Fibrinogen (Fg) self-assembly is
sensitive to the physicochemical
properties of an environment like pH and ionic strength. These parameters
tune the direction and strength of noncovalent physical driving forces
determining protein intermolecular interactions. The attraction–repulsion
balance in intermolecular interactions of the multidomain protein
Fg at pH values 3.5, 7.4, and 9.5 and varying ionic strengths of the
water medium has been analyzed by the complex diffusive approach,
proposed by us previously. The concentration dependence of protein
collective diffusion was analyzed within the phenomenological approach,
based on the frictional formalism of nonequilibrium thermodynamics
proposed by H. Vink. The analysis of protein diffusion data has shown
the fundamental difference in the physical nature and direction of
interaction forces between protein molecules at different conditions.

• [Parts of the exercise]:
**A)** Answer these about the passage on fibrinogen:
(i) To which two properties of an environment is Fg self-assembly sensitive?
(ii) At which pH values was the attraction–repulsion balance analyzed?
(iii) Who proposed the frictional formalism of nonequilibrium thermodynamics underlying the phenomenological approach?
**B)** Please copy the passage on fibrinogen from "Fibrinogen (Fg) self-assembly" up to and including "at different conditions.".

• [Records shown]:

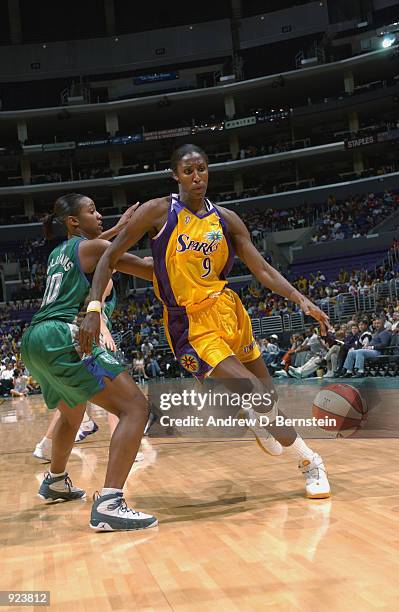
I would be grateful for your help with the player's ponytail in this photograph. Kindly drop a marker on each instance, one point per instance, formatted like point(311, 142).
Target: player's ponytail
point(48, 226)
point(179, 153)
point(64, 206)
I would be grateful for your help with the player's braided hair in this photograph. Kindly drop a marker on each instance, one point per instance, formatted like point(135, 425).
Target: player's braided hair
point(179, 153)
point(64, 206)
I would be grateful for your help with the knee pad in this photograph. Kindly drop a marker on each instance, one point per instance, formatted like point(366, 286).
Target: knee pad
point(271, 413)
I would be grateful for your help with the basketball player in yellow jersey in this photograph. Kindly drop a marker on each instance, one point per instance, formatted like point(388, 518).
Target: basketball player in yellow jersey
point(194, 244)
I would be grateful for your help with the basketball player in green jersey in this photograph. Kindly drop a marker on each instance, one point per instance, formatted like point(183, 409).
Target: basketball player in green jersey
point(69, 379)
point(43, 448)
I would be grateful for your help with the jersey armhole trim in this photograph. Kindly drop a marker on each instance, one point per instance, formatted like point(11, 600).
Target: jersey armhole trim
point(78, 242)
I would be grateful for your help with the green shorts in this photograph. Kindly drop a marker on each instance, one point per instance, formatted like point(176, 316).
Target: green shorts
point(49, 353)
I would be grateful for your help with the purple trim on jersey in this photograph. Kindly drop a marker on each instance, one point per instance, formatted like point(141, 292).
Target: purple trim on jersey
point(178, 326)
point(88, 278)
point(158, 247)
point(230, 260)
point(207, 203)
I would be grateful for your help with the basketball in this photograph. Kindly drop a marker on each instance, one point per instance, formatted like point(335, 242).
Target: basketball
point(344, 404)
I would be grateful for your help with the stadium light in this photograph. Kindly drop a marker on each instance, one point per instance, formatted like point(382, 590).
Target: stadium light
point(388, 41)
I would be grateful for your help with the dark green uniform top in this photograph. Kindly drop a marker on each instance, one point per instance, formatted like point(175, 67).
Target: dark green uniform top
point(67, 286)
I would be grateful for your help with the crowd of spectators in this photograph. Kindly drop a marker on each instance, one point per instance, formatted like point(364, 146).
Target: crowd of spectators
point(137, 325)
point(354, 217)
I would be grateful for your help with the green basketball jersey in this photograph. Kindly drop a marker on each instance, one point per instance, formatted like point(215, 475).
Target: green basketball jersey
point(109, 307)
point(67, 286)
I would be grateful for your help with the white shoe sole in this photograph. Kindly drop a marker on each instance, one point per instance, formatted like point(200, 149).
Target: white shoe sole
point(325, 495)
point(37, 456)
point(50, 500)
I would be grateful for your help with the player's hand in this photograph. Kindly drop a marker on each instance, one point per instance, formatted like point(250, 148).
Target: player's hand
point(128, 214)
point(314, 311)
point(89, 332)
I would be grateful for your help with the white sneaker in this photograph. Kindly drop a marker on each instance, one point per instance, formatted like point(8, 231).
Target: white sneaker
point(86, 429)
point(43, 451)
point(317, 485)
point(264, 439)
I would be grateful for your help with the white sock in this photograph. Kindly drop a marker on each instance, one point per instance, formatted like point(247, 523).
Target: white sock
point(302, 449)
point(109, 491)
point(57, 475)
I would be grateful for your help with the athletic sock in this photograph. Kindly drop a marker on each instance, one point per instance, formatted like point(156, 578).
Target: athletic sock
point(110, 490)
point(302, 449)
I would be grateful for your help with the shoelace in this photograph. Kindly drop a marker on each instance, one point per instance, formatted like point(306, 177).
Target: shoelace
point(312, 473)
point(118, 503)
point(121, 505)
point(68, 483)
point(67, 480)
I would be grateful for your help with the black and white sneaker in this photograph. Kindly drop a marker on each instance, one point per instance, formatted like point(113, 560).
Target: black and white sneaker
point(59, 488)
point(111, 513)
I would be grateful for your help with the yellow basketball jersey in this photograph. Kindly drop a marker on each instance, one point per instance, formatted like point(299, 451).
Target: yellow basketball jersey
point(192, 256)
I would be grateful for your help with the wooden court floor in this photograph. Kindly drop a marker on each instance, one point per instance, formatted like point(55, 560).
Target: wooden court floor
point(235, 533)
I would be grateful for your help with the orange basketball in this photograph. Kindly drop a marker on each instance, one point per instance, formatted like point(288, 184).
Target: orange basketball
point(343, 404)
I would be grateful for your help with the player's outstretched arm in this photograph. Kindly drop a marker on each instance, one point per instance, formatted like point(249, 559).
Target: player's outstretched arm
point(122, 223)
point(265, 273)
point(114, 258)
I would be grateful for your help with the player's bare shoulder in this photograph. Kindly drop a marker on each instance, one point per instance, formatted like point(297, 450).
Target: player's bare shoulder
point(158, 210)
point(233, 221)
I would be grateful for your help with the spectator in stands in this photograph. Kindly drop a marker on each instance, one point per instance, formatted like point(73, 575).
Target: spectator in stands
point(138, 366)
point(352, 340)
point(146, 348)
point(291, 355)
point(7, 378)
point(20, 388)
point(152, 365)
point(356, 357)
point(318, 350)
point(332, 353)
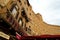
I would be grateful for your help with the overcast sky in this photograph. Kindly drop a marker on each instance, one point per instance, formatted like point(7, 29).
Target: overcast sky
point(49, 9)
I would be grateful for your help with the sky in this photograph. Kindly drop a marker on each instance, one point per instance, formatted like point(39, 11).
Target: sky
point(49, 9)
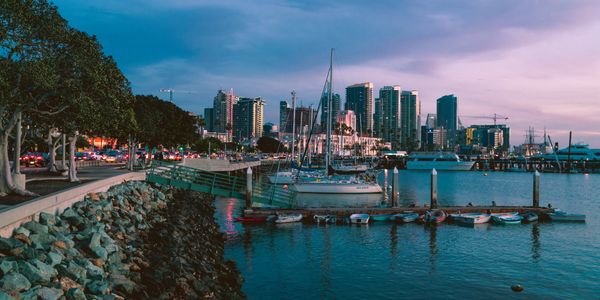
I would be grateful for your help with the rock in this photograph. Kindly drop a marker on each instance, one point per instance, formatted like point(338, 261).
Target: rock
point(73, 271)
point(36, 227)
point(75, 294)
point(22, 230)
point(46, 293)
point(14, 282)
point(67, 283)
point(47, 219)
point(7, 266)
point(98, 287)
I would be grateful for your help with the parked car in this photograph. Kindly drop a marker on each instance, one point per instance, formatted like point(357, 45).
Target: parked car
point(34, 159)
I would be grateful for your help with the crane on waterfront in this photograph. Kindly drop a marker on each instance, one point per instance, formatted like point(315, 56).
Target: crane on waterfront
point(494, 117)
point(171, 91)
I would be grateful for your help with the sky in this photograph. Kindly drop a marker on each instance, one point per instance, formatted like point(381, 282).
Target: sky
point(535, 62)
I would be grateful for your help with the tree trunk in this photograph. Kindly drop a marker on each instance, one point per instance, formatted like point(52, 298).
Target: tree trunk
point(51, 154)
point(72, 166)
point(17, 154)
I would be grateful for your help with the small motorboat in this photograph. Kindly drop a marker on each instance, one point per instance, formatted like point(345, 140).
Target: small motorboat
point(475, 218)
point(563, 216)
point(382, 217)
point(359, 218)
point(529, 217)
point(508, 219)
point(250, 219)
point(326, 219)
point(434, 216)
point(288, 218)
point(406, 217)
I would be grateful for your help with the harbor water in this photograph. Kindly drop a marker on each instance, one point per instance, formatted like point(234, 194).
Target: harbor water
point(390, 261)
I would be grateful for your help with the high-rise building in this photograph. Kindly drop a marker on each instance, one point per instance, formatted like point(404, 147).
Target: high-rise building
point(386, 123)
point(335, 108)
point(248, 118)
point(223, 110)
point(209, 119)
point(304, 117)
point(410, 120)
point(359, 98)
point(447, 117)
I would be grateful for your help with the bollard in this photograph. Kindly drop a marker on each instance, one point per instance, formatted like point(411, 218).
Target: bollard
point(249, 188)
point(536, 189)
point(433, 203)
point(395, 188)
point(385, 185)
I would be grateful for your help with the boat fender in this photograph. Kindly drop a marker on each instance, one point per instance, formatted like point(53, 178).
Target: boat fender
point(517, 288)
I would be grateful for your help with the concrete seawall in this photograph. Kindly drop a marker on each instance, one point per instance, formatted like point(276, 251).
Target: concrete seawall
point(57, 202)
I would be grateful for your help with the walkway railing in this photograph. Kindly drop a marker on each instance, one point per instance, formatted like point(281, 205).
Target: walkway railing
point(218, 184)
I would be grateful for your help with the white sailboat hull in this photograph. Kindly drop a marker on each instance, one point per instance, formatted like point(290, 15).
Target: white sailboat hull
point(440, 165)
point(336, 188)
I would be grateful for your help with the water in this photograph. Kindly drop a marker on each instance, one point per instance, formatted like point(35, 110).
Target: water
point(385, 261)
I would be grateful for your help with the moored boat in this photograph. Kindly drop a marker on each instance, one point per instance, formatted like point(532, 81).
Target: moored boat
point(559, 215)
point(434, 216)
point(382, 217)
point(529, 217)
point(288, 218)
point(508, 219)
point(359, 218)
point(406, 217)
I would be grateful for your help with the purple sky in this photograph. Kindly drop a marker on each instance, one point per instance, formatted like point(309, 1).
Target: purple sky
point(537, 62)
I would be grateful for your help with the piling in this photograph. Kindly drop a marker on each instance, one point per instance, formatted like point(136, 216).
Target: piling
point(395, 188)
point(433, 203)
point(249, 188)
point(536, 189)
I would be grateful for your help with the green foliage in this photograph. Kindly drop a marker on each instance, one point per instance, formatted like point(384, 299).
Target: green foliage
point(270, 145)
point(162, 123)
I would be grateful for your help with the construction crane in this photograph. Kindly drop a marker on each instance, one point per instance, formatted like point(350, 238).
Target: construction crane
point(495, 117)
point(171, 91)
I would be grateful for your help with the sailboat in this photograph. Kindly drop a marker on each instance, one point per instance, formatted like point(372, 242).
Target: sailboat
point(332, 184)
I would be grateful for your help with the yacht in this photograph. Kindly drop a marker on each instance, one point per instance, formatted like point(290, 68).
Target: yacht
point(578, 152)
point(441, 161)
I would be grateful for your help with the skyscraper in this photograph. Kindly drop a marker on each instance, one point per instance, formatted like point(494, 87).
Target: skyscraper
point(359, 98)
point(447, 116)
point(223, 110)
point(335, 108)
point(387, 115)
point(410, 120)
point(248, 118)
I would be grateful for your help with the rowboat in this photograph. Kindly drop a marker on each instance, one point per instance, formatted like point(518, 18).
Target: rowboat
point(434, 216)
point(406, 217)
point(529, 217)
point(250, 219)
point(559, 215)
point(359, 218)
point(325, 219)
point(289, 218)
point(508, 219)
point(475, 219)
point(382, 217)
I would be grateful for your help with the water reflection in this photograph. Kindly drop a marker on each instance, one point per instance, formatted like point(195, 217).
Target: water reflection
point(535, 242)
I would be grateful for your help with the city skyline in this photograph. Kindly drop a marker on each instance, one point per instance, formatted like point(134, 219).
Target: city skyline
point(534, 62)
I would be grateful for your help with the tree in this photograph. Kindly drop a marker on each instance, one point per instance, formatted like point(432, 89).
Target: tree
point(270, 145)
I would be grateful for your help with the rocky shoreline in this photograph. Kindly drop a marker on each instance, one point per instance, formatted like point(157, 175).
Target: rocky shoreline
point(135, 241)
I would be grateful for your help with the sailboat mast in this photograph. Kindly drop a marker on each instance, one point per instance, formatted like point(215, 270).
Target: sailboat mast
point(328, 154)
point(293, 123)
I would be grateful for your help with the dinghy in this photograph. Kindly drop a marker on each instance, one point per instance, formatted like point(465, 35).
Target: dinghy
point(434, 216)
point(508, 219)
point(406, 217)
point(288, 218)
point(559, 215)
point(359, 218)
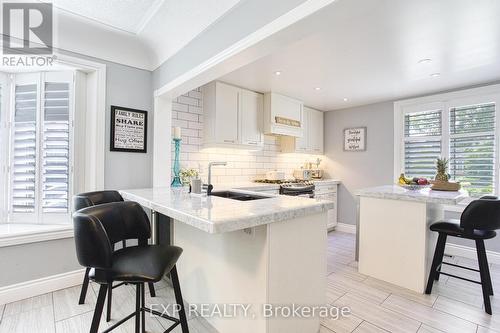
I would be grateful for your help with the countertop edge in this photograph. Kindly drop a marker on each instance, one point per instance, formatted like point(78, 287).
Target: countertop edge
point(230, 225)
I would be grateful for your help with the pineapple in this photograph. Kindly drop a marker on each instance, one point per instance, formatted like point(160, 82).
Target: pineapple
point(442, 166)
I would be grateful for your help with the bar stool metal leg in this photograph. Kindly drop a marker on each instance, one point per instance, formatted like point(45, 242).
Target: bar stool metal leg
point(152, 291)
point(98, 308)
point(110, 299)
point(483, 271)
point(85, 285)
point(179, 300)
point(436, 262)
point(143, 306)
point(138, 308)
point(488, 275)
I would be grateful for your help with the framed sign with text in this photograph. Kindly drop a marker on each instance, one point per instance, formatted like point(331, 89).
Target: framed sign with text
point(129, 130)
point(355, 139)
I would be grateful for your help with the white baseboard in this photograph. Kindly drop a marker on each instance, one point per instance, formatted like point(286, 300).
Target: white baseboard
point(344, 227)
point(23, 290)
point(470, 253)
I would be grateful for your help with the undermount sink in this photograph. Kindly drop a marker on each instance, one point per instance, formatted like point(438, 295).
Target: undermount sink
point(238, 195)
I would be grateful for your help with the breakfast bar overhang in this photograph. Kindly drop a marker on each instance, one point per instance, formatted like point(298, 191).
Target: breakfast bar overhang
point(395, 243)
point(267, 251)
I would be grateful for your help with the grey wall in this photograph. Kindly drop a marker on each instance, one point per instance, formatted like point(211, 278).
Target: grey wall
point(125, 86)
point(128, 87)
point(359, 169)
point(373, 167)
point(37, 260)
point(239, 22)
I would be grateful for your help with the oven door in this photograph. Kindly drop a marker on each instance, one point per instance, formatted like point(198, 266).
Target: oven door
point(305, 194)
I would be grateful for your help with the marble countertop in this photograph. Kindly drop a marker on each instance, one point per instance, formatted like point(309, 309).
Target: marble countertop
point(395, 192)
point(253, 186)
point(219, 215)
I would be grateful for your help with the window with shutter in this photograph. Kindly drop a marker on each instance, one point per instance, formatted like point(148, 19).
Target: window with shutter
point(422, 144)
point(460, 126)
point(56, 149)
point(472, 147)
point(24, 161)
point(40, 148)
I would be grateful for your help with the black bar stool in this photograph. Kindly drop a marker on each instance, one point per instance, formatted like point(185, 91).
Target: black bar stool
point(89, 199)
point(478, 222)
point(97, 228)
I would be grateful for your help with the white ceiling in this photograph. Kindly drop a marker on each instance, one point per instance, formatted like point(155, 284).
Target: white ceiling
point(163, 26)
point(367, 51)
point(127, 15)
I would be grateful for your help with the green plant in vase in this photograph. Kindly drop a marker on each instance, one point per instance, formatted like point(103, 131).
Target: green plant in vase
point(187, 174)
point(442, 170)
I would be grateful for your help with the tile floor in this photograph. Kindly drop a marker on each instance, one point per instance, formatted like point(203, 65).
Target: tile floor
point(455, 306)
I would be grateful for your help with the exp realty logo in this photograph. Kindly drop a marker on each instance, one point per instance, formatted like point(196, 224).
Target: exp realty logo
point(27, 34)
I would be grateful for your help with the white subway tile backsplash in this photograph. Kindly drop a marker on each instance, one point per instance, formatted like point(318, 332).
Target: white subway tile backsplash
point(195, 94)
point(195, 125)
point(179, 123)
point(195, 109)
point(190, 132)
point(187, 116)
point(243, 165)
point(188, 100)
point(179, 107)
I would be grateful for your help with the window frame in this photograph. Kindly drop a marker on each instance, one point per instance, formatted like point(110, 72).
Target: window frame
point(447, 101)
point(39, 78)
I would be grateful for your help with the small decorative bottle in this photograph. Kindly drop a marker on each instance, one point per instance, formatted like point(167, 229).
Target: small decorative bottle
point(176, 182)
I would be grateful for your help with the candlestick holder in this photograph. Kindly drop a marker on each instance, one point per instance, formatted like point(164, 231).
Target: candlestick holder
point(176, 182)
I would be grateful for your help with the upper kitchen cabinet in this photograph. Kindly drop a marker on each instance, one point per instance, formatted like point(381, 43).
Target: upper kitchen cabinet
point(315, 131)
point(232, 116)
point(283, 115)
point(251, 115)
point(312, 140)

• [Answers to the exercise]:
**A)**
(i) pH and ionic strength
(ii) 3.5, 7.4, and 9.5
(iii) H. Vink

**B)**
Fibrinogen (Fg) self-assembly is
sensitive to the physicochemical
properties of an environment like pH and ionic strength. These parameters
tune the direction and strength of noncovalent physical driving forces
determining protein intermolecular interactions. The attraction–repulsion
balance in intermolecular interactions of the multidomain protein
Fg at pH values 3.5, 7.4, and 9.5 and varying ionic strengths of the
water medium has been analyzed by the complex diffusive approach,
proposed by us previously. The concentration dependence of protein
collective diffusion was analyzed within the phenomenological approach,
based on the frictional formalism of nonequilibrium thermodynamics
proposed by H. Vink. The analysis of protein diffusion data has shown
the fundamental difference in the physical nature and direction of
interaction forces between protein molecules at different conditions.